- _Zu erledigende Aufgaben_
**a.** Schreibe aus dem Text über Hochsensibilität den Abschnitt von „Insbesondere traumatisierte Menschen“ bis „enorm hilfreich sein.“ wortgetreu ab.
**b.** Beantworte kurz diese Fragen zum Text über Hochsensibilität:
(i) Was kann Menschen laut dem ersten Satz aus dem seelischen und körperlichen Gleichgewicht bringen?
(ii) Womit wechselt sich die ständige Übererregung traumatisierter Menschen oft ab?
(iii) Welche Therapieform kann beim Beruhigen und Regulieren des Nervensystems enorm hilfreich sein?

- _Vorgegebener Text_
□ □ □

Eine „dünne Haut“ und feine Antennen können Menschen schnell aus dem seelischen und körperlichen Gleichgewicht bringen.
Insbesondere traumatisierte Menschen fühlen sich häufig „hochsensibel“ oder hochsensitiv und können aufgrund eines inneren „Daueralarms“ in ständiger Übererregung, oft auch im Wechsel mit scheinbar totaler Unterspannung, durchs Leben gehen.
Richtige, echte „Entspannung“ kennen sie eigentlich nicht. Ich erlebe es oft, dass Menschen sich selbst als entspannt wahrnehmen – Die Signale ihres Nervensystems sprechen aber eine ganz andere Sprache. Diese Signale wahrzunehmen, kann man lernen und ebenfalls, das eigene Nervensystem zu beruhigen und zu regulieren. Dabei kann die körperorientierte Traumatherapie enorm hilfreich sein.

□ □ □

- _Entnommene Datensätze_
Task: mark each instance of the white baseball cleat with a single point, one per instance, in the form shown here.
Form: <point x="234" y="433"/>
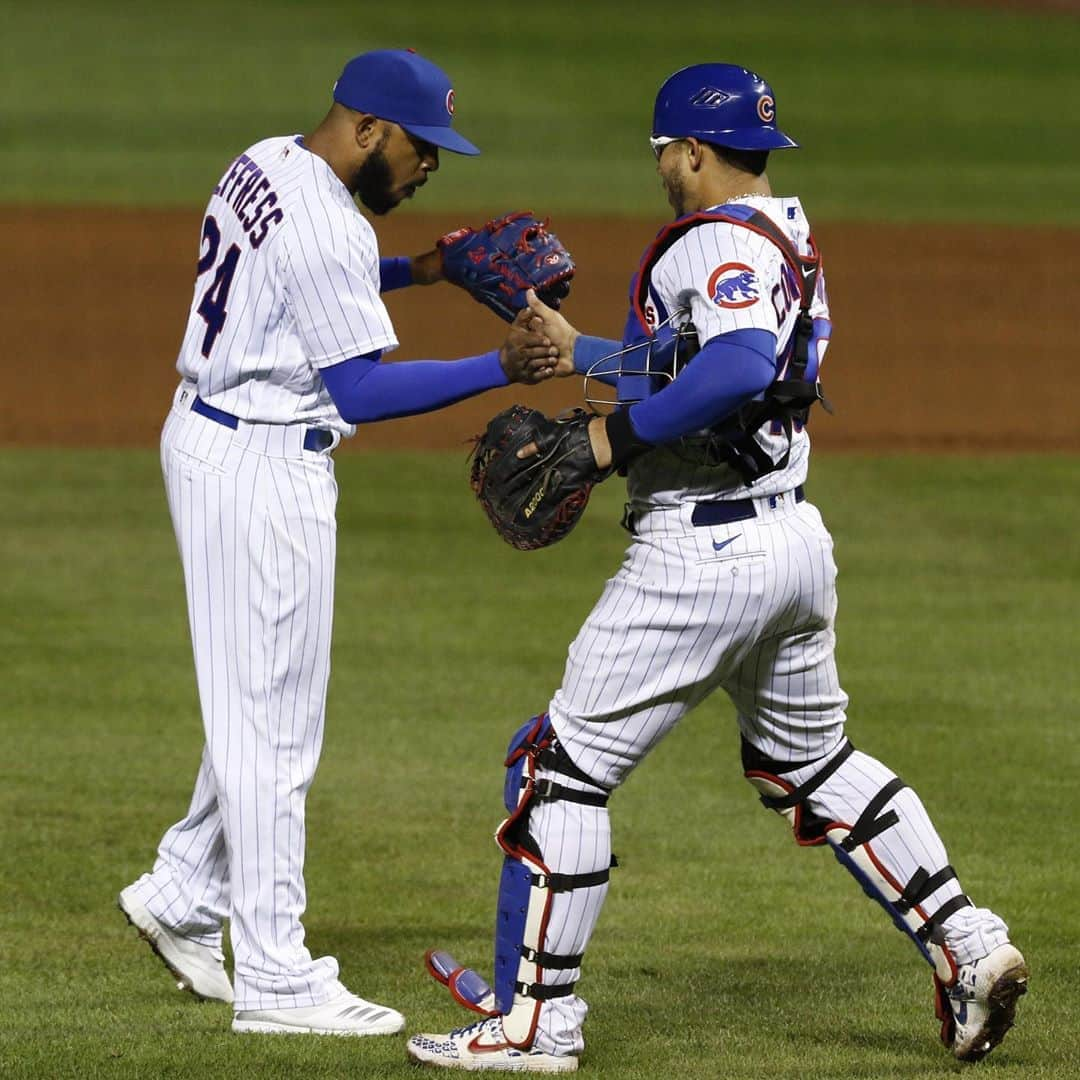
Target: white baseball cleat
<point x="345" y="1014"/>
<point x="980" y="1007"/>
<point x="197" y="968"/>
<point x="483" y="1045"/>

□ □ □

- _Schriftliche Antworten_
**a.**
Insbesondere traumatisierte Menschen fühlen sich häufig „hochsensibel“ oder hochsensitiv und können aufgrund eines inneren „Daueralarms“ in ständiger Übererregung, oft auch im Wechsel mit scheinbar totaler Unterspannung, durchs Leben gehen.
Richtige, echte „Entspannung“ kennen sie eigentlich nicht. Ich erlebe es oft, dass Menschen sich selbst als entspannt wahrnehmen – Die Signale ihres Nervensystems sprechen aber eine ganz andere Sprache. Diese Signale wahrzunehmen, kann man lernen und ebenfalls, das eigene Nervensystem zu beruhigen und zu regulieren. Dabei kann die körperorientierte Traumatherapie enorm hilfreich sein.

**b.**
(i) Eine „dünne Haut“ und feine Antennen.
(ii) Mit scheinbar totaler Unterspannung.
(iii) Die körperorientierte Traumatherapie.